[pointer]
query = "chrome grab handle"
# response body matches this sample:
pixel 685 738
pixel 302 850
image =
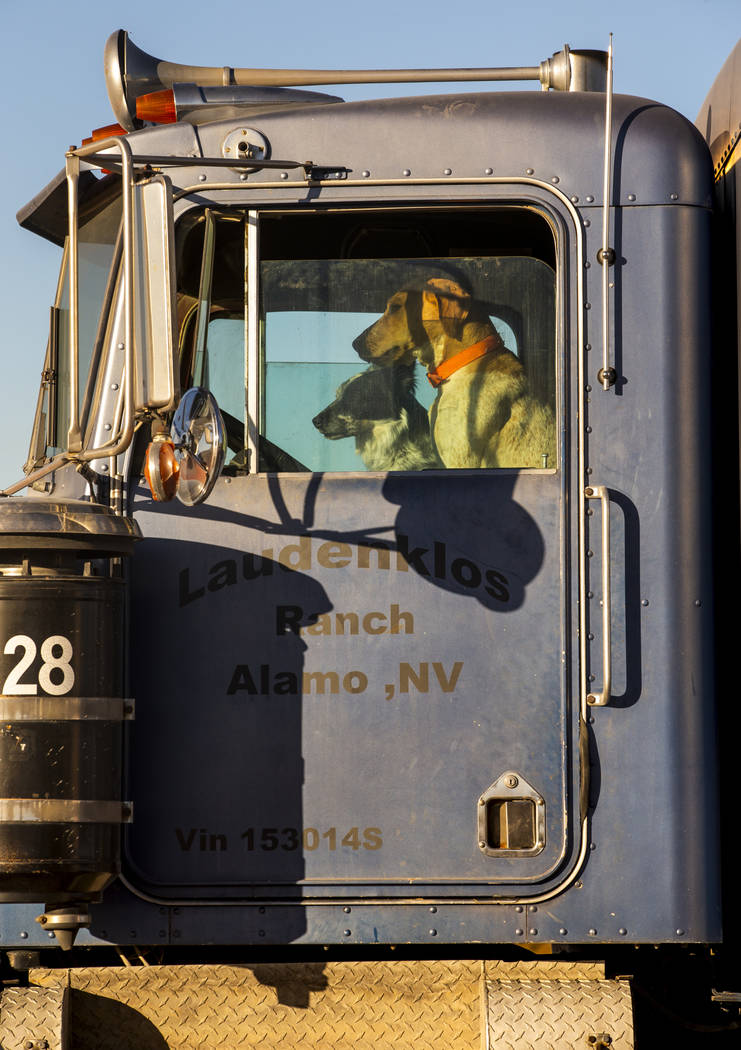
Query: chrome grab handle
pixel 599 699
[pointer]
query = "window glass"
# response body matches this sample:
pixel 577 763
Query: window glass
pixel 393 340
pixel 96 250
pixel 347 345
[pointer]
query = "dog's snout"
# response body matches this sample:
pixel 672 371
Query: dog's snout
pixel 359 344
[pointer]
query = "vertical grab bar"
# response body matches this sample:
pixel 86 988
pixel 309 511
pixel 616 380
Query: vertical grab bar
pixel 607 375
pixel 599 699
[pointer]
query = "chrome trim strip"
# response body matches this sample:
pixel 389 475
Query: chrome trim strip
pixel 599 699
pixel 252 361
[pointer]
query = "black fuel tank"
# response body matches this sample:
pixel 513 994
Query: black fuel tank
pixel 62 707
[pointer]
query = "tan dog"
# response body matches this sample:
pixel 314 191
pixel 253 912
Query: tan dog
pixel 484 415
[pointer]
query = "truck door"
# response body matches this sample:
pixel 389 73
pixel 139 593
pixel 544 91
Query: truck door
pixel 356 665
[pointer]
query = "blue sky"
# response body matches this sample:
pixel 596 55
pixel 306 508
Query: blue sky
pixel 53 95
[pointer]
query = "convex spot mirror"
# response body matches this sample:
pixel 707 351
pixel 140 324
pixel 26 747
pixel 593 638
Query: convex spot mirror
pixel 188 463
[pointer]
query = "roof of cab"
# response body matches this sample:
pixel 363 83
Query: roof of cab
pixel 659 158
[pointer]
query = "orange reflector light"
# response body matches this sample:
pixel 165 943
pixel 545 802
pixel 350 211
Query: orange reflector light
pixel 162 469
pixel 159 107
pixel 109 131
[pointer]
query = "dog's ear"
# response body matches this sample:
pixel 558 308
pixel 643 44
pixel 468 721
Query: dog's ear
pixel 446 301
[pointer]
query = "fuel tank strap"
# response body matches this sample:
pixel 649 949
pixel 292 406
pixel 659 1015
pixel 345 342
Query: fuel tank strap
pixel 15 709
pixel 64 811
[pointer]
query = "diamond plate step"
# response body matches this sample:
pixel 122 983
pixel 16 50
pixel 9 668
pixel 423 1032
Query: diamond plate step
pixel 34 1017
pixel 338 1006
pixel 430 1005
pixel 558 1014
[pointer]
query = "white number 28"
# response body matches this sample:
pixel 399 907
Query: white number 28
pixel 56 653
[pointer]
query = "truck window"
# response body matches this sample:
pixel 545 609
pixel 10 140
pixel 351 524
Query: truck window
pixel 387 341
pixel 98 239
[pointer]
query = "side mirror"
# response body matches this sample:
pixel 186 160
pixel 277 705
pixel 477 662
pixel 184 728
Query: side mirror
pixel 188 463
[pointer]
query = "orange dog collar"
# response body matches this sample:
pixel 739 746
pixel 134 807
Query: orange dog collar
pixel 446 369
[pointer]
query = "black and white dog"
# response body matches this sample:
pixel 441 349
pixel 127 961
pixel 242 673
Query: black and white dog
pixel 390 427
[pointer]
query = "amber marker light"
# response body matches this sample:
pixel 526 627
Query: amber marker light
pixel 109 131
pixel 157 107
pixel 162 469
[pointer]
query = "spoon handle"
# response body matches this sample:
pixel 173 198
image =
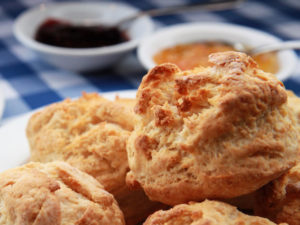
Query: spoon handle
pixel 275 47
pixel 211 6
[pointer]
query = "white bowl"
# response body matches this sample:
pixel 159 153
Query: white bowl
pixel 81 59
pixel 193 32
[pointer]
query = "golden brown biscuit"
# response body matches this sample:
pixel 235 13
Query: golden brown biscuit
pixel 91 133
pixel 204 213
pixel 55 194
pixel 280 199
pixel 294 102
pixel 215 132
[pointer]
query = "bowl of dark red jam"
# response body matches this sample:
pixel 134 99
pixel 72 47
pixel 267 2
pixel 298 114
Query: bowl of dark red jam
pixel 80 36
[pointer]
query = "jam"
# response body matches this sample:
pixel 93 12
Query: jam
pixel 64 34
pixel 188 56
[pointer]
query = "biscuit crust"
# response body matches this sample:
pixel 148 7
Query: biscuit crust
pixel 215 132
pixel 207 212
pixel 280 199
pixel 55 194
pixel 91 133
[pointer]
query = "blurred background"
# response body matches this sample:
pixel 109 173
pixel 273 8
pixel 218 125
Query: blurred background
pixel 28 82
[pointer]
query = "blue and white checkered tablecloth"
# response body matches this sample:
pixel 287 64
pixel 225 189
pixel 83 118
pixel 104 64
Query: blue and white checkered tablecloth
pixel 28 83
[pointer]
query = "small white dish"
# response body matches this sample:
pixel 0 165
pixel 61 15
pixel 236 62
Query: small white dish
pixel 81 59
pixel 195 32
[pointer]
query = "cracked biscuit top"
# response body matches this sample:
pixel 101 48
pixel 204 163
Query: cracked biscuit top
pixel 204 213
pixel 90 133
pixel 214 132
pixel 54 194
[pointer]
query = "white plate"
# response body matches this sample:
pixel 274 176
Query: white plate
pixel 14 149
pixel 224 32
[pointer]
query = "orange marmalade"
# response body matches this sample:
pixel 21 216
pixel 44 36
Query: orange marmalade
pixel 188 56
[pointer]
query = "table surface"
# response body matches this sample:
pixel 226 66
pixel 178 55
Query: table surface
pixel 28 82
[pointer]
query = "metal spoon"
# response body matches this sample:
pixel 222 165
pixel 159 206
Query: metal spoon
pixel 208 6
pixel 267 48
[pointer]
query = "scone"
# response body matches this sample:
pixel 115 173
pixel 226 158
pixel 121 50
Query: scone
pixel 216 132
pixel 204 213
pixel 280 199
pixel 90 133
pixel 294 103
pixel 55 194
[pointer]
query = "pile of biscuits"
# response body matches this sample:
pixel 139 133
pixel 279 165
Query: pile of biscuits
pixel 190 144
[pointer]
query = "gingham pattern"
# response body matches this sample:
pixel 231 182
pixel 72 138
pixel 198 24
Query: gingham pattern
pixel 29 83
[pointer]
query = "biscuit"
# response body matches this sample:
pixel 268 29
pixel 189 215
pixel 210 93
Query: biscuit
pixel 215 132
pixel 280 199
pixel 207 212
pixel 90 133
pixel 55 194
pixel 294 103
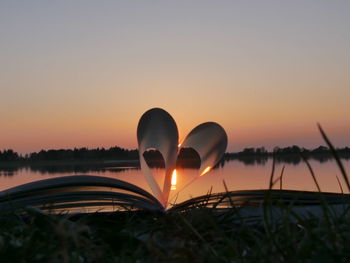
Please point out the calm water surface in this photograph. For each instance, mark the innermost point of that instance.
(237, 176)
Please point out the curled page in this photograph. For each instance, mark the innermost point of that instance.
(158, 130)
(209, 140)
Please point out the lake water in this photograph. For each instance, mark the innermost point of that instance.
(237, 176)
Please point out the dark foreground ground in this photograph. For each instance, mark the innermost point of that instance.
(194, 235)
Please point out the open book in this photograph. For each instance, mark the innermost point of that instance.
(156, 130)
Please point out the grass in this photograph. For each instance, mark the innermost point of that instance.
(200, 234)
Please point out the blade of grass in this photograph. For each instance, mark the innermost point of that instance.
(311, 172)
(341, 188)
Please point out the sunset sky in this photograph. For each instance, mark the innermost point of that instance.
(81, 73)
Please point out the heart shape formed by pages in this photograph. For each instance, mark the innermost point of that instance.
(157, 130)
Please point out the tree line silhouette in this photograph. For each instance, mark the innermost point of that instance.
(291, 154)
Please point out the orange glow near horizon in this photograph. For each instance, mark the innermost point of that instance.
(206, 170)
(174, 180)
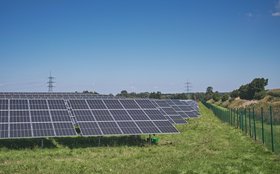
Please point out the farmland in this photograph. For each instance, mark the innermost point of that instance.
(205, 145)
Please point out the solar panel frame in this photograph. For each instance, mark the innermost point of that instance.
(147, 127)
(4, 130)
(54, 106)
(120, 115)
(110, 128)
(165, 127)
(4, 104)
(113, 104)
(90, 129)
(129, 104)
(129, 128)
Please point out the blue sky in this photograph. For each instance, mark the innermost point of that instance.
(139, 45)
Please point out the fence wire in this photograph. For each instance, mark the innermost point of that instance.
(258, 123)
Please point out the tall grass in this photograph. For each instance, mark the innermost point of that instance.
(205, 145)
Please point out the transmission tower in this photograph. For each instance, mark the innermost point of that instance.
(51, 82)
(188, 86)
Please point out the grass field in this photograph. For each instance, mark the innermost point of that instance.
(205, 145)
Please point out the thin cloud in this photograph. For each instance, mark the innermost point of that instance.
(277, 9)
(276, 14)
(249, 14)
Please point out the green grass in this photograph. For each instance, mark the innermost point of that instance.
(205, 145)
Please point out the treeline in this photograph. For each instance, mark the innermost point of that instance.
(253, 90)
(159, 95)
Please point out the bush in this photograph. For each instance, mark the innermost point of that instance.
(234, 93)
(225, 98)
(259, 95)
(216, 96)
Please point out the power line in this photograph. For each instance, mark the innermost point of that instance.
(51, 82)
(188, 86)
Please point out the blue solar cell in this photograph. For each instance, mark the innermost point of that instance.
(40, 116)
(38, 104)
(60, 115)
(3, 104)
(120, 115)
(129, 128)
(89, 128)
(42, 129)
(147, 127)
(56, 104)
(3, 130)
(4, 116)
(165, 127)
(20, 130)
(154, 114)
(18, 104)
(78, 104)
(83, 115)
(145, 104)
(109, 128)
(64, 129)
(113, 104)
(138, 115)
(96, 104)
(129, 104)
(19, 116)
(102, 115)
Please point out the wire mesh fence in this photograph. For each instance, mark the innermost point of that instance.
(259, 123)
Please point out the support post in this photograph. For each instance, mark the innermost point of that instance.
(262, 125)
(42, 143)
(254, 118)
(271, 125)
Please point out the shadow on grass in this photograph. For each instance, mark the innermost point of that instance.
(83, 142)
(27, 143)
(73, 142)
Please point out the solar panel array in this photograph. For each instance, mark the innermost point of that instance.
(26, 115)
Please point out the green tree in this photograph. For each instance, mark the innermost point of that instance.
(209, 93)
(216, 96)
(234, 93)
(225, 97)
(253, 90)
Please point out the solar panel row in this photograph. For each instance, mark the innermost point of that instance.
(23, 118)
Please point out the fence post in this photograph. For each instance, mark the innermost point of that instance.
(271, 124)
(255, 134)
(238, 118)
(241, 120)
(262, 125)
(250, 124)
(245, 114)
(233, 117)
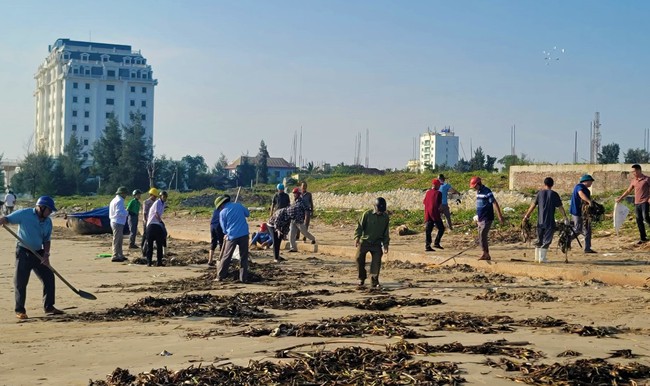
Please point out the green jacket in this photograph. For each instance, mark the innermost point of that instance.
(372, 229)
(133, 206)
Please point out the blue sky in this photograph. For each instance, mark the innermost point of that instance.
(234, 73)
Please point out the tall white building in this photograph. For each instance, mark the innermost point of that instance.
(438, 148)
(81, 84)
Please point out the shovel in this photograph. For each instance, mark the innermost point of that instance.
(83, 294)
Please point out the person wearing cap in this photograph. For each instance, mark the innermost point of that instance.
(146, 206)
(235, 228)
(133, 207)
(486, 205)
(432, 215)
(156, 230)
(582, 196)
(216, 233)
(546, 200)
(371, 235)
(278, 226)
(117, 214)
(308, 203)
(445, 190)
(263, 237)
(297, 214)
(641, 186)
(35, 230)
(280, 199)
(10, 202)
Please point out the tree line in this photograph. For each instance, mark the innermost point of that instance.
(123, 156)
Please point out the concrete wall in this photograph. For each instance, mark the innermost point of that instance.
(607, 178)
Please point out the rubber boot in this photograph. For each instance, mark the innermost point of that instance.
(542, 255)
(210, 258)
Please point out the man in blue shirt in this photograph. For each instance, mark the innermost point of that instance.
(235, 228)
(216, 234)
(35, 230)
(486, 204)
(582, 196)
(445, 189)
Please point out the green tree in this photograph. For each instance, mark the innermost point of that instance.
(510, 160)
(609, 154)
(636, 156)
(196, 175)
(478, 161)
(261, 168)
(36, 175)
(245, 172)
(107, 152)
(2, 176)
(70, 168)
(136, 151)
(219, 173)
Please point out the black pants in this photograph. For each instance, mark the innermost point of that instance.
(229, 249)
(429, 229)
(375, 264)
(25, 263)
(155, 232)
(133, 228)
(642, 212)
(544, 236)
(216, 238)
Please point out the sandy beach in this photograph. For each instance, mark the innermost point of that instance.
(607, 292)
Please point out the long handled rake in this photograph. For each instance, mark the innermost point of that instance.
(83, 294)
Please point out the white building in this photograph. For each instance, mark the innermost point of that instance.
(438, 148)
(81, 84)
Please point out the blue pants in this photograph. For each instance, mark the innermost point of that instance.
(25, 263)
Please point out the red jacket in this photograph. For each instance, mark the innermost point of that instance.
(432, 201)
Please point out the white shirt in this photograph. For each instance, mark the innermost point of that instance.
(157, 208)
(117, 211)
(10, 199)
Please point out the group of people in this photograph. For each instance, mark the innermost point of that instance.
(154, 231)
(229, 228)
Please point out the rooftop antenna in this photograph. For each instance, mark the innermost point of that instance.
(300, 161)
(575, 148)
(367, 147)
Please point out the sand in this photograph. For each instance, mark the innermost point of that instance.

□ □ □ □ □

What to work on: From the records above, copy out the line with "Query: dog's ear", the line with "pixel 277 705", and every line between them, word for word.

Response area:
Query: dog's ear
pixel 446 301
[pointer]
query = "fuel tank strap"
# response body matches this sample:
pixel 649 949
pixel 292 406
pixel 659 1015
pixel 345 342
Query: fuel tank strap
pixel 15 709
pixel 64 811
[pointer]
query = "diamond plate step"
# response body matches this sample:
pixel 122 983
pixel 16 50
pixel 9 668
pixel 423 1032
Query: diamond plate step
pixel 34 1017
pixel 338 1006
pixel 430 1005
pixel 558 1014
[pointer]
query = "white number 28"
# response body matches this sample:
pixel 399 907
Query: white number 28
pixel 56 653
[pointer]
query = "truck window"
# response body matches this sample:
pixel 545 609
pixel 10 140
pixel 351 524
Query: truck window
pixel 387 341
pixel 98 239
[pointer]
query = "side mirror"
# response body matches this sample:
pixel 186 160
pixel 277 705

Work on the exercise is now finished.